Selected excerpt ▸
§ §

See the associated tutorial on using this Google Colab on MLforSEO blog - [How to use Google Autocomplete API and Place API for Keyword Suggestions with Python](https://www.mlforseo.com/machine-learning-implementation-guides/keyword-research/how-to-use-google-autocomplete-apis-for-keyword-suggestions/)

If you're interested in [ML-enabled Semantic Keyword Research - purchase the course](https://academy.mlforseo.com/product/semantic-ml-enabled-keyword-research-course/).

# Google Search Autocomplete



This script is designed to streamline the process of keyword research by leveraging Google Autocomplete. Here's a step-by-step explanation of what it does and how it can be useful:

The goal is to generate a comprehensive list of keyword suggestions based on user-provided seed keywords and organize them into clusters. Each suggestion is linked back to its seed keyword for easy analysis.

## Key Features:
* User-Friendly Input:


The user uploads a CSV file containing up to 100 seed keywords.
Each keyword serves as a starting point for generating related suggestions.
* Automated Keyword Expansion:

The script queries Google Suggest for each seed keyword, exploring multiple variations by appending letters (a-z) and blank spaces.
This ensures a wide range of suggestions, capturing potential long-tail keywords.
* Stopword Filtering:

A built-in list of common stopwords removes irrelevant terms, ensuring only meaningful words contribute to clustering.
*  Keyword Clustering:

Suggestions are grouped based on common terms.
Each suggestion is tagged with its corresponding cluster (common word) and the originating seed keyword.
* Batch Processing:

The script processes keywords in batches of 5 to optimize performance and avoid query throttling by Google.
## What you get:

The output is a CSV file containing:

*  Keyword: The suggested search term.
* Cluster: The common word used for grouping.
* Seed Keyword: The original keyword that generated the suggestion.


This structured format helps users easily identify high-potential keywords and their thematic clusters.

## Who Can Benefit?
* SEO Professionals: Build content strategies around relevant, high-traffic keywords.

§ §

Data for processing ▸
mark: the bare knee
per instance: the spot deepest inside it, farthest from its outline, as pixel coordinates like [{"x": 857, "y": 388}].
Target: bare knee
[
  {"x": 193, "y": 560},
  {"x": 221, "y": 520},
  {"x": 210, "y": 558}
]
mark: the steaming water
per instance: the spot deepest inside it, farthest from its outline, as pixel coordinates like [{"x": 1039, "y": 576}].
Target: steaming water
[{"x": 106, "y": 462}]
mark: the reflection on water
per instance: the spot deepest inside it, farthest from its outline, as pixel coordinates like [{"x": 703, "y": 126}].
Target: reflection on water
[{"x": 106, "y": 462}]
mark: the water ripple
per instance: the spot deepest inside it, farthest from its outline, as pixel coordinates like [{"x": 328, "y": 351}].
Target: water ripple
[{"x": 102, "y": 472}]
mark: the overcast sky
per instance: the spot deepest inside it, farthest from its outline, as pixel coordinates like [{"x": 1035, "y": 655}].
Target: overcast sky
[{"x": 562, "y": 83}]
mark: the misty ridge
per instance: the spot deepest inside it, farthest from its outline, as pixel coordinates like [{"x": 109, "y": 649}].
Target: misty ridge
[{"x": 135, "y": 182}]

§ §

What you need to do ▸
a: According to the Google Search Autocomplete excerpt, how many keywords does the script process in each batch?
b: Rescale the rows starting at the line containing "mark: the reflection on water" and ending at the last line of the rows, both included. Reproduce only those lines, requests included, multiplying every coordinate in the answers by 0.9 and rounding to whole numbers with halves rounded up, while leaving the sample coordinates in the requests unchanged.
The text and the rows are unrelated to each other.

Solutions per task ▸
a: It processes keywords in batches of 5.

b:
mark: the reflection on water
per instance: the spot deepest inside it, farthest from its outline, as pixel coordinates like [{"x": 703, "y": 126}].
Target: reflection on water
[{"x": 95, "y": 416}]
mark: the water ripple
per instance: the spot deepest inside it, farthest from its outline, as pixel coordinates like [{"x": 328, "y": 351}].
Target: water ripple
[{"x": 92, "y": 425}]
mark: the overcast sky
per instance: the spot deepest inside it, farthest from its outline, as pixel coordinates like [{"x": 1035, "y": 655}].
Target: overcast sky
[{"x": 506, "y": 75}]
mark: the misty ridge
per instance: the spot deepest inside it, farthest from its outline, as pixel coordinates like [{"x": 109, "y": 649}].
Target: misty ridge
[{"x": 122, "y": 164}]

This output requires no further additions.